▶ **Exercise goal**
Find every line in the data below that contains the word "cardigan", and copy each of those lines in full.
──────────────────────────────
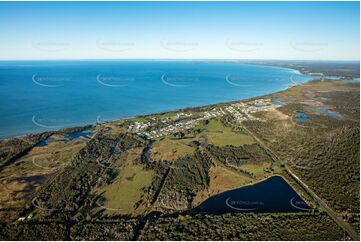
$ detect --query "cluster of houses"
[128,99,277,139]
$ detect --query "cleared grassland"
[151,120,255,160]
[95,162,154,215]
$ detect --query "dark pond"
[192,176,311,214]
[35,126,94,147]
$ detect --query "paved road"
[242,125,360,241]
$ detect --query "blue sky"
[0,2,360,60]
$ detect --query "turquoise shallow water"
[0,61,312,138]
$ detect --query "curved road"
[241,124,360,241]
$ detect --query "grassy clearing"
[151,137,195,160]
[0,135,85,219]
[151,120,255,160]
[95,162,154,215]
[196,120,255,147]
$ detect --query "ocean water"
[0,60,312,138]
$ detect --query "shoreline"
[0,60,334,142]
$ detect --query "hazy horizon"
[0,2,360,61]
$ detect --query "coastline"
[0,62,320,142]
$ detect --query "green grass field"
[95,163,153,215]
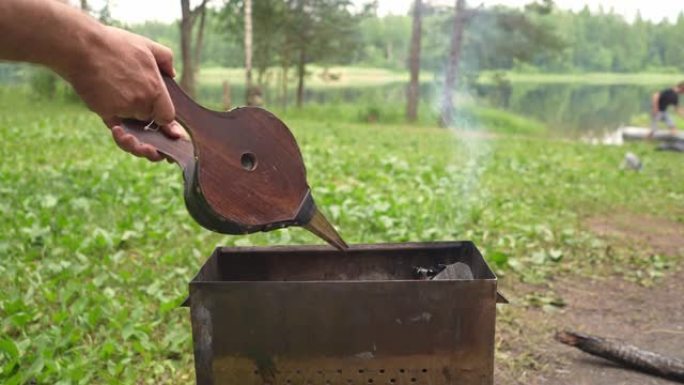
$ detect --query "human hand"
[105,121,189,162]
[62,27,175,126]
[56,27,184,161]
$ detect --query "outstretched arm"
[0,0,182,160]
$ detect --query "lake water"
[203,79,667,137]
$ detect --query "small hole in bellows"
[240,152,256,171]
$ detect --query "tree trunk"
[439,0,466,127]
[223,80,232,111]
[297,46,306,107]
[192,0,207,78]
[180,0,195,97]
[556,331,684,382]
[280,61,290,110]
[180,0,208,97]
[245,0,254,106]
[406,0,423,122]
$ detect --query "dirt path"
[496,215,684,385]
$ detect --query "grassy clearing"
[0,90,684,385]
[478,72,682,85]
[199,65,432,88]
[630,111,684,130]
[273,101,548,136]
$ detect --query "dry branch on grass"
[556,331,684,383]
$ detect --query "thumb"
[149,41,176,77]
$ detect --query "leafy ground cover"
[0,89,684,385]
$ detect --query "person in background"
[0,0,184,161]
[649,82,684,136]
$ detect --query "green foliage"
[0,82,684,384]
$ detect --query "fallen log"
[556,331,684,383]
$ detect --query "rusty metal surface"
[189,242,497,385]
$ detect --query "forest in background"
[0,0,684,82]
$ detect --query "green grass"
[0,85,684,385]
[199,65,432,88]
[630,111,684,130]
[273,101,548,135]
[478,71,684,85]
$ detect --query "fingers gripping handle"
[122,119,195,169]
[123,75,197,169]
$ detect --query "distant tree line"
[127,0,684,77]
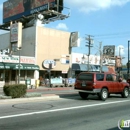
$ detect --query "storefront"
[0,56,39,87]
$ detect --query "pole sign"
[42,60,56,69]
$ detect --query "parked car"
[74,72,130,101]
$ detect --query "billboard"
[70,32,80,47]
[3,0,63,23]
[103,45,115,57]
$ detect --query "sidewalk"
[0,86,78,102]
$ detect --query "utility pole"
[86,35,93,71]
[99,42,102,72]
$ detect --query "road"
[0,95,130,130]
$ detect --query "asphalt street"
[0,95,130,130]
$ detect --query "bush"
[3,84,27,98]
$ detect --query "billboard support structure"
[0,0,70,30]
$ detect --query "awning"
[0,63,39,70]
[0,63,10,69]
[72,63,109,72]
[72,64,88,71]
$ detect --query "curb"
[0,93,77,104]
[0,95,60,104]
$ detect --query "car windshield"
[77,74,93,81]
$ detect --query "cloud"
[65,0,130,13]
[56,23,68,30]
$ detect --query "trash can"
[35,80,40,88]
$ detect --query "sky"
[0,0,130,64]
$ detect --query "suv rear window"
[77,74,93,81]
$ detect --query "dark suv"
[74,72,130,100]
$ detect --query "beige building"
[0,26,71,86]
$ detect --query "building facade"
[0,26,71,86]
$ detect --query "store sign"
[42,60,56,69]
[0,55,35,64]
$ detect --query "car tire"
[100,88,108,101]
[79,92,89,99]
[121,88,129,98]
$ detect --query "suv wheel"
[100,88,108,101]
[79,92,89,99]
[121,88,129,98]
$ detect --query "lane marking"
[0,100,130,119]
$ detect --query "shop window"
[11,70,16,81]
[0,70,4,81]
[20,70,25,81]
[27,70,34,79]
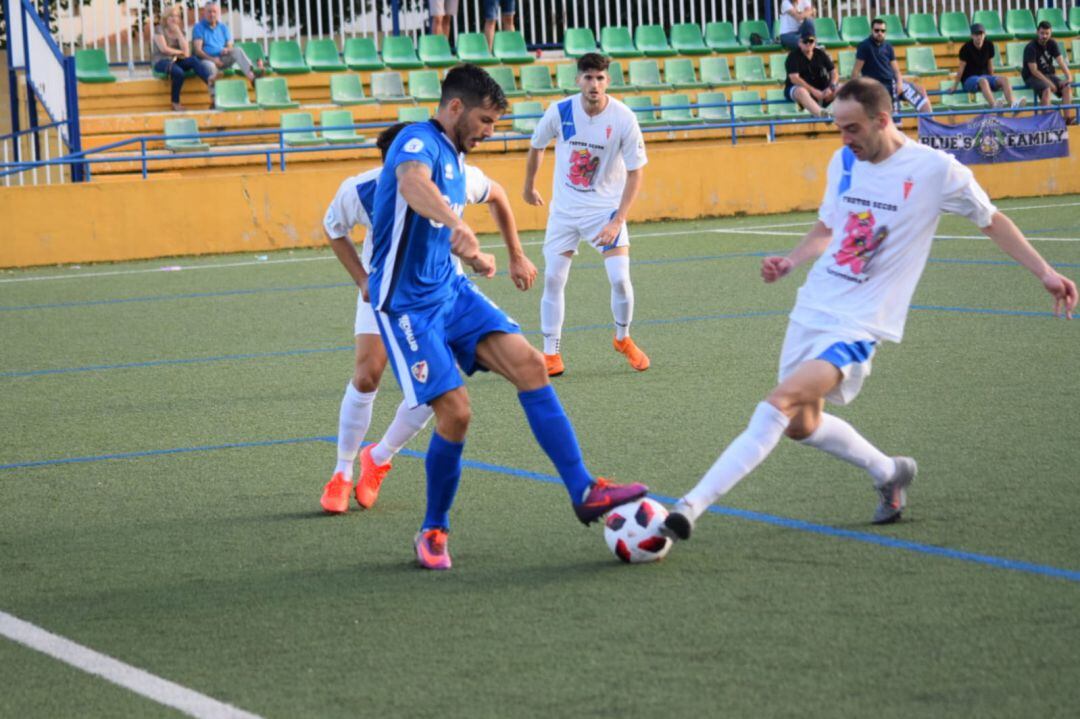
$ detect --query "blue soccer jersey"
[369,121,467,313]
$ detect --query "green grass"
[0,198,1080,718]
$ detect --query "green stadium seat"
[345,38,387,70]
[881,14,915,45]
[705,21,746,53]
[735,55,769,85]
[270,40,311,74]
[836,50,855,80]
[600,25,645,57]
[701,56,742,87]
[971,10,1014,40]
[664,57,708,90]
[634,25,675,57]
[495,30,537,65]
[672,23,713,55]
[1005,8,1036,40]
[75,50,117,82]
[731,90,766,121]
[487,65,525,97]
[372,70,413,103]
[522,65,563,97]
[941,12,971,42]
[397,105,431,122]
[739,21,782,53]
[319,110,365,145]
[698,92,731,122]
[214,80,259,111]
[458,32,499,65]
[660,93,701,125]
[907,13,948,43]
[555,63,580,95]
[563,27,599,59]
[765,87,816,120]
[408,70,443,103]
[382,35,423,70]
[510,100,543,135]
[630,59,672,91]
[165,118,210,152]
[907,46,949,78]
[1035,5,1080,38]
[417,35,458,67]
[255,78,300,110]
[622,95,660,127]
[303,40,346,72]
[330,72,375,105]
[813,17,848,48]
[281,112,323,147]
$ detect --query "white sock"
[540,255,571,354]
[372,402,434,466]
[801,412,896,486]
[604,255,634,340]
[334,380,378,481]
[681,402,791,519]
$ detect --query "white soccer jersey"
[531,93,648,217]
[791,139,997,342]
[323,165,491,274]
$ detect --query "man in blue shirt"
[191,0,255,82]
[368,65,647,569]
──────────────────────────────
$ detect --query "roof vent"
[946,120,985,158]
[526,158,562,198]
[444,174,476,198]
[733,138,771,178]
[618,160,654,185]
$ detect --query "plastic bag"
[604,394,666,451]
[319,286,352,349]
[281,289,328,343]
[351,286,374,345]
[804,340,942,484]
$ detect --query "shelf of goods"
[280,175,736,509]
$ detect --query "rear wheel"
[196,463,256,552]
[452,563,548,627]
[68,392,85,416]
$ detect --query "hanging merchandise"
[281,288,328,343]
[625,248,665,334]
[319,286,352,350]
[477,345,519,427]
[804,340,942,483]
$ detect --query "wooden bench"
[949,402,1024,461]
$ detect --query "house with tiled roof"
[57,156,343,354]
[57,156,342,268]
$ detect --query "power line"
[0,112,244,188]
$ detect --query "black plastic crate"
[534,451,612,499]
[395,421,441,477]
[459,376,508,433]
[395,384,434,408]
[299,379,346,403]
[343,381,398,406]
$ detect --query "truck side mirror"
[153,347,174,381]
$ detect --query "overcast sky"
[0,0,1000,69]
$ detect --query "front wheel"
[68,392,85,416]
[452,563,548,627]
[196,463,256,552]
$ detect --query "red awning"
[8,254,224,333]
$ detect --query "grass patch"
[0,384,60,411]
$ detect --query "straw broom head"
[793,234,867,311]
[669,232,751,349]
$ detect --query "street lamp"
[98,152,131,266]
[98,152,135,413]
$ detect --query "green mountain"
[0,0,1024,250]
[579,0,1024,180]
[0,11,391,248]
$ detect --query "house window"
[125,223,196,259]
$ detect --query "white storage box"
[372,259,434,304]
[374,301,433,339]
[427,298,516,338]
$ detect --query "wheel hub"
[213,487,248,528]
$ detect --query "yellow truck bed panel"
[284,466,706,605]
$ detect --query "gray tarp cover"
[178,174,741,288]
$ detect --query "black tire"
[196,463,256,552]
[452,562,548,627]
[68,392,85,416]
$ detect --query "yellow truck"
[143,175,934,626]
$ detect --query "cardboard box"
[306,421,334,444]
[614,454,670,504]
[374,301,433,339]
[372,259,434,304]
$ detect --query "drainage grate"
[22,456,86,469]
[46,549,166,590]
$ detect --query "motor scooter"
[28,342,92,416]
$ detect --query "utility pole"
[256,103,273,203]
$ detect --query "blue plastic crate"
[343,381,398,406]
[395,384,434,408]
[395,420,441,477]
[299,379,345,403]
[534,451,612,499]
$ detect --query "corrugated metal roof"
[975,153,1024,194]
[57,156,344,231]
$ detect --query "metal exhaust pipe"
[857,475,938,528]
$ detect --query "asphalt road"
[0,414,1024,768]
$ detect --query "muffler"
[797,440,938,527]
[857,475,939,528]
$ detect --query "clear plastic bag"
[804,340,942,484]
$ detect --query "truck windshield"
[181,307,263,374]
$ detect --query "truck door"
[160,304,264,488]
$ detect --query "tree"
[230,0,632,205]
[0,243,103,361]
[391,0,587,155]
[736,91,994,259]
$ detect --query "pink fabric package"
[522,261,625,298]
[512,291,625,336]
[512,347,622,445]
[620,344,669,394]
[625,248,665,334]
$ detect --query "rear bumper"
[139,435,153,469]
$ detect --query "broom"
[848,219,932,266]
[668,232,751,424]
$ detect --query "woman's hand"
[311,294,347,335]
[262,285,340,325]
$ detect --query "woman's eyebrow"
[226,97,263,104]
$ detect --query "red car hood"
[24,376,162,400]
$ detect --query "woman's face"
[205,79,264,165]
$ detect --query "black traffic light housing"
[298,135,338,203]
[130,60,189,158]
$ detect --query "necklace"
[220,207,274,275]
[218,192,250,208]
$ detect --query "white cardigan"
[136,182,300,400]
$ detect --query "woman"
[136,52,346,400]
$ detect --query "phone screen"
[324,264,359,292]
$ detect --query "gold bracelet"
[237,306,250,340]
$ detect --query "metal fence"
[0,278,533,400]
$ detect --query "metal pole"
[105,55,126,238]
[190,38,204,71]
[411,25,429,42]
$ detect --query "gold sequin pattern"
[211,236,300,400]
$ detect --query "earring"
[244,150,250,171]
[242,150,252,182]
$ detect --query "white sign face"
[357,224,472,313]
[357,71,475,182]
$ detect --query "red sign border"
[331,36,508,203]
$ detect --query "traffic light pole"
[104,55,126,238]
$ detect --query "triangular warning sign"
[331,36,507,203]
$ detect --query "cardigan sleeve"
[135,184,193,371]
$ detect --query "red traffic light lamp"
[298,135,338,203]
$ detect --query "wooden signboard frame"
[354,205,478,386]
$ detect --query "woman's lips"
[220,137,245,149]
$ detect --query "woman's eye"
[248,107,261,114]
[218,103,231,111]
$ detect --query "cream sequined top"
──────────────────────────────
▶ **Correct response**
$ detect --query "white cardigan"
$ detect --query "cardigan sleeve"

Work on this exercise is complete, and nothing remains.